Exercise input Start Marker

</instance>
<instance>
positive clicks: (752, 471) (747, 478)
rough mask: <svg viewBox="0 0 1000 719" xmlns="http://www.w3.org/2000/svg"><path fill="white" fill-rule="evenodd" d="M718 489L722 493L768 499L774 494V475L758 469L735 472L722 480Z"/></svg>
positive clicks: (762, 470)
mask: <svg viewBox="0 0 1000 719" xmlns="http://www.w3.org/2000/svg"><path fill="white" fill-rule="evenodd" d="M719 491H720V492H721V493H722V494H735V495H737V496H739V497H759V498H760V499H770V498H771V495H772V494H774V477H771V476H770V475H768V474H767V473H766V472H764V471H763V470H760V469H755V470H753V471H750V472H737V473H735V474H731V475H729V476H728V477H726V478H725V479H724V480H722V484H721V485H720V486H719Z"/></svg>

Exercise input End Marker

Reproduce every one of the records above character for character, changing nothing.

→ **Exercise output**:
</instance>
<instance>
positive clicks: (752, 471) (747, 478)
rough mask: <svg viewBox="0 0 1000 719" xmlns="http://www.w3.org/2000/svg"><path fill="white" fill-rule="evenodd" d="M718 489L722 493L768 499L774 494V475L758 469L735 472L722 480Z"/></svg>
positive clicks: (762, 470)
mask: <svg viewBox="0 0 1000 719" xmlns="http://www.w3.org/2000/svg"><path fill="white" fill-rule="evenodd" d="M719 491H720V492H721V493H722V494H735V495H737V496H739V497H759V498H760V499H770V498H771V495H772V494H774V477H771V476H770V475H768V474H767V473H766V472H764V471H763V470H760V469H755V470H753V471H750V472H737V473H735V474H731V475H729V476H728V477H726V478H725V479H724V480H722V484H721V485H720V486H719Z"/></svg>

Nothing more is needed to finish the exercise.